### ENTRIES SUPPLIED:

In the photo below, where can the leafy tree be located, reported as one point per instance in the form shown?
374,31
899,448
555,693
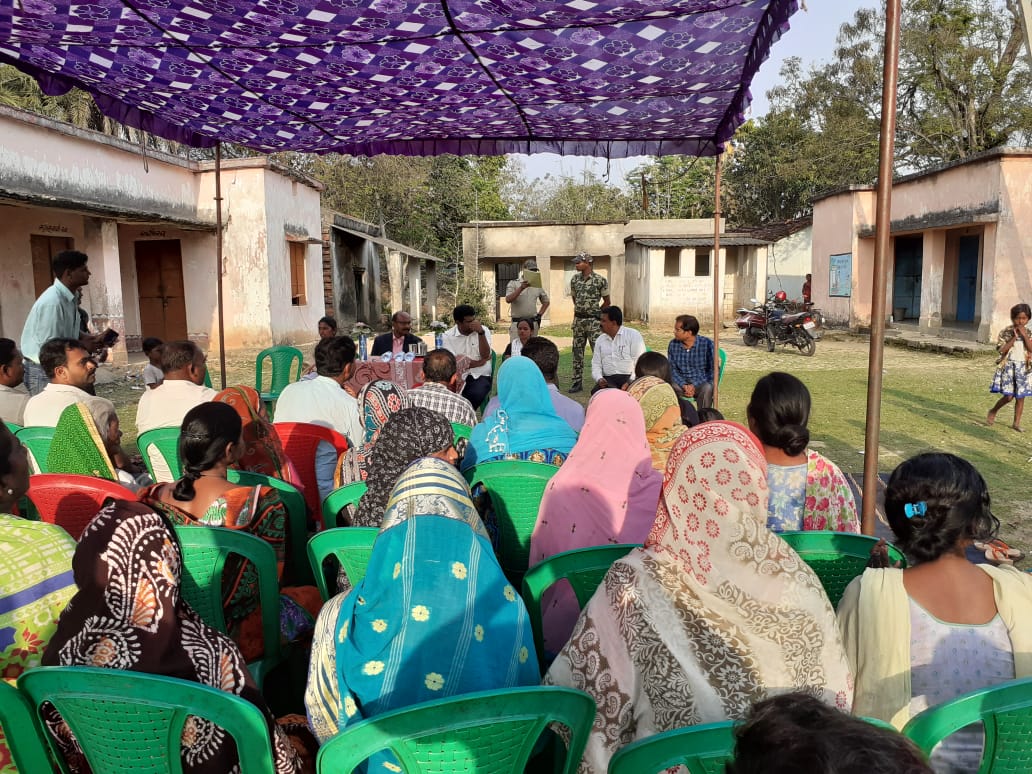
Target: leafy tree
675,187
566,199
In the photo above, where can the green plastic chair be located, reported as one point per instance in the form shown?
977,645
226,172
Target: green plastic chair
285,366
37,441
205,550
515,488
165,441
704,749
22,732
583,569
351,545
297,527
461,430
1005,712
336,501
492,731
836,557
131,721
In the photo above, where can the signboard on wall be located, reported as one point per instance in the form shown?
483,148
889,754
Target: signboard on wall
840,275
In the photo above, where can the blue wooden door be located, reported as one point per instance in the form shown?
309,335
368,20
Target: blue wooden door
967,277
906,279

==

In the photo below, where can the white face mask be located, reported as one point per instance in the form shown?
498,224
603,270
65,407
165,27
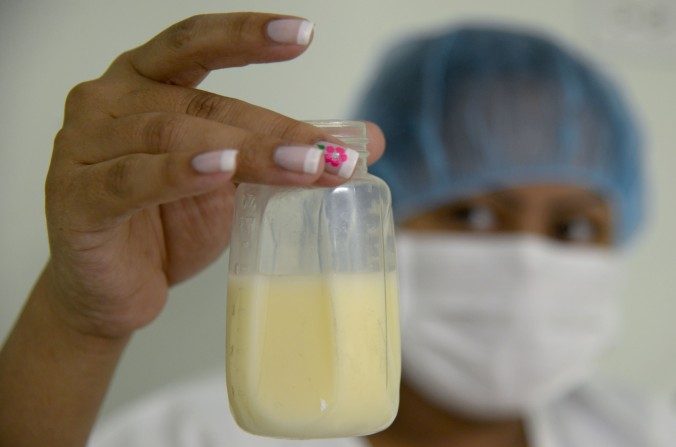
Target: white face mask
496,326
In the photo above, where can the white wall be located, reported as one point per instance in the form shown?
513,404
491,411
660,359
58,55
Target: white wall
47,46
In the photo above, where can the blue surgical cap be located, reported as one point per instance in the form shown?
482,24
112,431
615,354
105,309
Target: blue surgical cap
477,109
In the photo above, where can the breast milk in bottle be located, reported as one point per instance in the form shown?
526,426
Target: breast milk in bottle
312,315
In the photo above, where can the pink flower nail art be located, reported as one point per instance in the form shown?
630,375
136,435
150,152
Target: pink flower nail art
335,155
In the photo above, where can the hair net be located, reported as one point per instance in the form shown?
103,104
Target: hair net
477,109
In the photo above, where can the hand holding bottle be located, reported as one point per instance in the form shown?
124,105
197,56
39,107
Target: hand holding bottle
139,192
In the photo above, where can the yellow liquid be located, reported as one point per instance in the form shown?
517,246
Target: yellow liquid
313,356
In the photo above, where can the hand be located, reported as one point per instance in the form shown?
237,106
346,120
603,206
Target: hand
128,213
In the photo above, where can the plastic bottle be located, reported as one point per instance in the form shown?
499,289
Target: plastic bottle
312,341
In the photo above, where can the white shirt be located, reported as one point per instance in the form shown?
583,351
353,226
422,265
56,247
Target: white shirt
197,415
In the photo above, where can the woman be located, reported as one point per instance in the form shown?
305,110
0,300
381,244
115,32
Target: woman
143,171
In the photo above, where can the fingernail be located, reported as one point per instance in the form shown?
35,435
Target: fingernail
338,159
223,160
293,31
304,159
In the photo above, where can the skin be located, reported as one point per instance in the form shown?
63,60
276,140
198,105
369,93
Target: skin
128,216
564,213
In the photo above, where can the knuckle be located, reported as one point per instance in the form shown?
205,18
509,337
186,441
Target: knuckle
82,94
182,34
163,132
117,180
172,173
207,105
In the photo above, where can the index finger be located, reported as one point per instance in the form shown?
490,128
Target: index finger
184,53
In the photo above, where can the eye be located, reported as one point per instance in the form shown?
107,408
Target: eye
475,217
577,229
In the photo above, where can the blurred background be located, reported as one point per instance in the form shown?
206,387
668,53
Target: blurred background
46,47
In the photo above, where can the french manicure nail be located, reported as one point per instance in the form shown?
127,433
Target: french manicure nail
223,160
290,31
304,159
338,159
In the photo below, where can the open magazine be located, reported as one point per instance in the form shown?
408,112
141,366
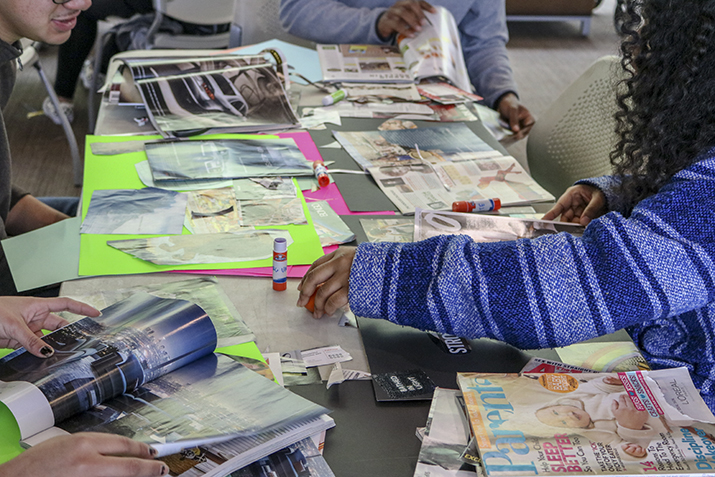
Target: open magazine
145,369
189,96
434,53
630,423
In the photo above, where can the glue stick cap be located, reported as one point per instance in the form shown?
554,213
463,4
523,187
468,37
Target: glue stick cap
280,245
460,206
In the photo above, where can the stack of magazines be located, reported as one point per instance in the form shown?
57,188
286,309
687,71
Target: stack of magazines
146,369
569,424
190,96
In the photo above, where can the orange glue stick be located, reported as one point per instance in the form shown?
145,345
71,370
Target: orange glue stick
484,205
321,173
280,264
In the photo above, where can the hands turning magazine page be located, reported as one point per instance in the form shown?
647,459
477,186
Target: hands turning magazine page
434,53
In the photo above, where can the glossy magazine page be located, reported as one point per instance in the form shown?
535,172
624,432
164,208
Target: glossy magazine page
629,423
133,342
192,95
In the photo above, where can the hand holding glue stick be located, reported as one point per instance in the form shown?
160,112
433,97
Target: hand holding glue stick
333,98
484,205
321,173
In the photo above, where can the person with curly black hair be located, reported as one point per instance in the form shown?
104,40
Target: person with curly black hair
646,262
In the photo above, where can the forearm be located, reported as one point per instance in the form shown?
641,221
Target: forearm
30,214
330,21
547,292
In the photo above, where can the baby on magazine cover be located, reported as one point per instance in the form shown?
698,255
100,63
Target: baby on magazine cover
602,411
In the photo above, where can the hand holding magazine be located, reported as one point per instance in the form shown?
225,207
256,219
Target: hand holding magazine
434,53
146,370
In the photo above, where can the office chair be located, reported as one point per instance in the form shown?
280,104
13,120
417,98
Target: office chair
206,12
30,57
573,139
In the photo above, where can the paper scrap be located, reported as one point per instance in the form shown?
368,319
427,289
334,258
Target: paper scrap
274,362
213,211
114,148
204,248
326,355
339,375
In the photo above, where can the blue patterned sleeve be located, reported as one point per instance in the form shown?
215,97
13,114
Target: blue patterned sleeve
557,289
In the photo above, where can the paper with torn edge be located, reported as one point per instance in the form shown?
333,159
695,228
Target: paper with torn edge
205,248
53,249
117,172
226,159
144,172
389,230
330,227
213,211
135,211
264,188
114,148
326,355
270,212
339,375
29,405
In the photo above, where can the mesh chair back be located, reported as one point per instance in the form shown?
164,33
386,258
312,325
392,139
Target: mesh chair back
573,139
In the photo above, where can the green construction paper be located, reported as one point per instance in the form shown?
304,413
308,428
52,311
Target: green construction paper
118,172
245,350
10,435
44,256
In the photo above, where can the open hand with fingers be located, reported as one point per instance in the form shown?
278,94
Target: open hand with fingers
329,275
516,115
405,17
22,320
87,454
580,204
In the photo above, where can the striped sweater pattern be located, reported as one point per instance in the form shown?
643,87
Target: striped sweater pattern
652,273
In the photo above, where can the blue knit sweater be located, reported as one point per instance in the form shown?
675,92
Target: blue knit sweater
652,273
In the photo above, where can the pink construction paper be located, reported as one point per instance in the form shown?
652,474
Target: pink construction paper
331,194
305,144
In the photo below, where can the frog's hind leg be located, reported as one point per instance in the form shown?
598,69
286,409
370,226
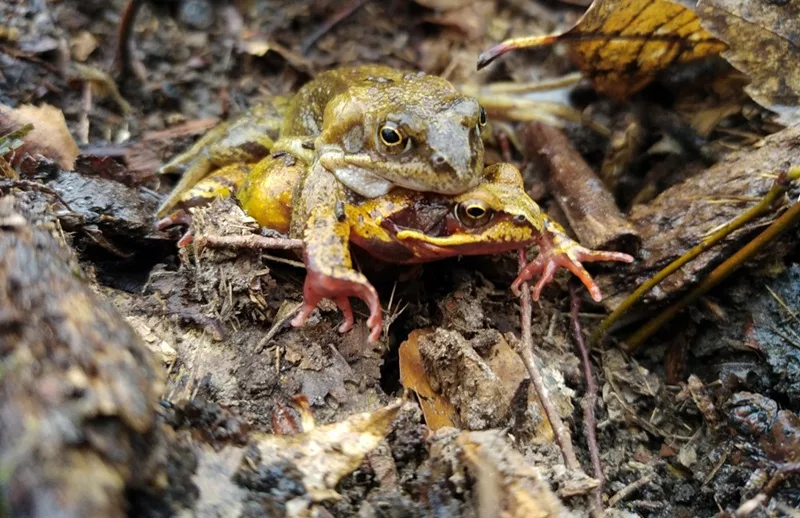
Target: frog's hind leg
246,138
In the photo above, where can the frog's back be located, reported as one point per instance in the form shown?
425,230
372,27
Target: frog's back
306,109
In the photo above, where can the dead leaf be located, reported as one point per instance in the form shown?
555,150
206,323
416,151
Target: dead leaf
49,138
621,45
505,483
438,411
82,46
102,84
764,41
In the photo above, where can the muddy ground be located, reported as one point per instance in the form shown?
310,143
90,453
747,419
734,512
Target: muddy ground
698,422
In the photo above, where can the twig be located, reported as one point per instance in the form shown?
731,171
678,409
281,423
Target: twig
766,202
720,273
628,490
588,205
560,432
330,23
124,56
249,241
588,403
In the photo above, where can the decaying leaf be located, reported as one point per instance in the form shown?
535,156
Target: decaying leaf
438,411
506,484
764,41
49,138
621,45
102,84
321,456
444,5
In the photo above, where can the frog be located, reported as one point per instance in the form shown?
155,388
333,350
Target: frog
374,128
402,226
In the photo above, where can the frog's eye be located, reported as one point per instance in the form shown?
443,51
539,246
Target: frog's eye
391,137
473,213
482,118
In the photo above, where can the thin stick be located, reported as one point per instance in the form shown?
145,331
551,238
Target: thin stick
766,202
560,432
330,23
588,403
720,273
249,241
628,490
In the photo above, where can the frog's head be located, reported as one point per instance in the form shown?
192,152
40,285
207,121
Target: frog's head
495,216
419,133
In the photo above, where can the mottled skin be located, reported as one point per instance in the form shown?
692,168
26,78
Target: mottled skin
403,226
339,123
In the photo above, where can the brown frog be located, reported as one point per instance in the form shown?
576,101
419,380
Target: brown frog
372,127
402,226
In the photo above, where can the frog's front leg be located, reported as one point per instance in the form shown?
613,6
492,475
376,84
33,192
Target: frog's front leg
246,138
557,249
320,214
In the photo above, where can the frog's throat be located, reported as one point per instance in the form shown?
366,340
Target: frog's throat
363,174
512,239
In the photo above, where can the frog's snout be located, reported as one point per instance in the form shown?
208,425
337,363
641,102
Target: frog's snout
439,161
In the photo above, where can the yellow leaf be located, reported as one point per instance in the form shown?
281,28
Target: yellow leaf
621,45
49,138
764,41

---

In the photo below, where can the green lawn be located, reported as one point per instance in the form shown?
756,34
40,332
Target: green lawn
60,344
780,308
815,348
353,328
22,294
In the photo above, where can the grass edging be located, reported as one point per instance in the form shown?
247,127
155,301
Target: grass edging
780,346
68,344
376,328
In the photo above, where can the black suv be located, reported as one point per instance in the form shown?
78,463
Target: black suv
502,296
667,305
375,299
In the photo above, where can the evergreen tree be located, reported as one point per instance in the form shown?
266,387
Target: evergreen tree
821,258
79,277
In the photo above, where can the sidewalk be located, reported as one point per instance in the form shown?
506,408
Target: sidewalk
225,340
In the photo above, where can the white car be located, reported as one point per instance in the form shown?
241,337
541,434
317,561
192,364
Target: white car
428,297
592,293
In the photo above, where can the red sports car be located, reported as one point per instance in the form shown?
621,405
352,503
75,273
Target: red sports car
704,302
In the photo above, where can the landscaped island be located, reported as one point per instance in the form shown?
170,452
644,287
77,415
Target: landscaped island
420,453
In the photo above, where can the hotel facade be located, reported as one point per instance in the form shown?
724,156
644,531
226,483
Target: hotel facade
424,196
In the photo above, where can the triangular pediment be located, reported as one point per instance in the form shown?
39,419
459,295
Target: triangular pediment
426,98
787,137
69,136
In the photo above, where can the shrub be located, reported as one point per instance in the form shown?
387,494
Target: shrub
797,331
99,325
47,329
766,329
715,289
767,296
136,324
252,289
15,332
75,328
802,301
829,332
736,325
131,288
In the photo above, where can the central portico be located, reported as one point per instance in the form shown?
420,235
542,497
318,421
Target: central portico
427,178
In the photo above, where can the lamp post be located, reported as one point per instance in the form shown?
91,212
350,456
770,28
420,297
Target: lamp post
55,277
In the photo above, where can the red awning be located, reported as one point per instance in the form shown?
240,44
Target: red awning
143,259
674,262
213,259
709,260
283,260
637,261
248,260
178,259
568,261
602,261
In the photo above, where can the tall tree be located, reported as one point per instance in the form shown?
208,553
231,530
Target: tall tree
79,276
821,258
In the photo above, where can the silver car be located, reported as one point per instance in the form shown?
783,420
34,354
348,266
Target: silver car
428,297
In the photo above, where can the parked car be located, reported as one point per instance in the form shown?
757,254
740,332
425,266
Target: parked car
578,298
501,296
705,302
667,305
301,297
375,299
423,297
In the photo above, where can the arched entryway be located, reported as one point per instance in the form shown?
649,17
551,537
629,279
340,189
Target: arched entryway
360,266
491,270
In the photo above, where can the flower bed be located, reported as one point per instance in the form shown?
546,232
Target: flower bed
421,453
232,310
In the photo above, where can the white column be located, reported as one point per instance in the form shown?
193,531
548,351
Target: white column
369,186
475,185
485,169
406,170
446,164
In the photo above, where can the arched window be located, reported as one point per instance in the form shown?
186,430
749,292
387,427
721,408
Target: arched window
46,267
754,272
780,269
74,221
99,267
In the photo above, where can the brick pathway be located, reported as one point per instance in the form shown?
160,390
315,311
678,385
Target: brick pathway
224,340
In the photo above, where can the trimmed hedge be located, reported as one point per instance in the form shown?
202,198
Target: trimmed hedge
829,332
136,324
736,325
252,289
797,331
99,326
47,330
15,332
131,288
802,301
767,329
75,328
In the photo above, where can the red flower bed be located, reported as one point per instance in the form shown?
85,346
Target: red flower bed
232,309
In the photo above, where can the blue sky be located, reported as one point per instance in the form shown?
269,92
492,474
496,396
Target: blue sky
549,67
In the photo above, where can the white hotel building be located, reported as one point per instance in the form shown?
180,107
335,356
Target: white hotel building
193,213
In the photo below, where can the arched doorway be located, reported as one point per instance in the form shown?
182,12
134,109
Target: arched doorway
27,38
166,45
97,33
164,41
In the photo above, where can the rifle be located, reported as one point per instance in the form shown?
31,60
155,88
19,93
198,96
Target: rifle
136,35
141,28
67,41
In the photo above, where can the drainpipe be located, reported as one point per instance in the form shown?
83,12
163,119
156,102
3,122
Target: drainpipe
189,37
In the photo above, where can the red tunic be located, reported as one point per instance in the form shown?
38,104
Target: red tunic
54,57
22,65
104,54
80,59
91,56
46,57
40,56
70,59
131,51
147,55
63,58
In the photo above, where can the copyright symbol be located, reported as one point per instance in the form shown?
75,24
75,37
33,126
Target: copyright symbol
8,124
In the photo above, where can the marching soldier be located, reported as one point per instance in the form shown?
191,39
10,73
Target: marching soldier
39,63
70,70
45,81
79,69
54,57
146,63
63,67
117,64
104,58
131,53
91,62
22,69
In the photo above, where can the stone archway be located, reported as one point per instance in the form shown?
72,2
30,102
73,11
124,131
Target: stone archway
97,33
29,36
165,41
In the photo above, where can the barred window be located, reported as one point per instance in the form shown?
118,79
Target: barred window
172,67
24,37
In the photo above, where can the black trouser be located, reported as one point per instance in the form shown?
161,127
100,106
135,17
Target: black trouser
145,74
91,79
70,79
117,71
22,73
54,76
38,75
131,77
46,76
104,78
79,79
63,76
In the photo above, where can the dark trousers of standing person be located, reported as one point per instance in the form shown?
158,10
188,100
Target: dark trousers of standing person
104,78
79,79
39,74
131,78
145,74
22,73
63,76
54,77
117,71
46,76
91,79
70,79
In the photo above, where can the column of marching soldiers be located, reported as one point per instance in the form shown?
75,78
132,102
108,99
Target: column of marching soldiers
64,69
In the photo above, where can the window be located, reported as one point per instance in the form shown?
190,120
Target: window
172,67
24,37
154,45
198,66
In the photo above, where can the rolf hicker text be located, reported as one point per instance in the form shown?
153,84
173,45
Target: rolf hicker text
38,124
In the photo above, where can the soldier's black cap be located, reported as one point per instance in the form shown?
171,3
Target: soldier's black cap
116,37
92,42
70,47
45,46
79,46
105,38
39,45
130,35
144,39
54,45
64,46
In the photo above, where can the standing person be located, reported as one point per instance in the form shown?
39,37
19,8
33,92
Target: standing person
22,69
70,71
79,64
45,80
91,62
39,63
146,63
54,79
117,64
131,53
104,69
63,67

### AIM OF THE TASK:
Here the job is to set down exactly the lines of the material above that fall between the one with "Target: white car" and the one with "In the photo above, where can the landscaped", inclusive, and nothing beyond them.

### RESPONSE FOR THIS EXERCISE:
Target: white car
428,297
592,293
In the photo above, where can the red sports car be located, reported as one point per instance in the form shown?
621,405
352,503
75,273
Target: red sports car
704,302
In the photo above, where can the landscaped island be located, reported as one point per instance in the form shown?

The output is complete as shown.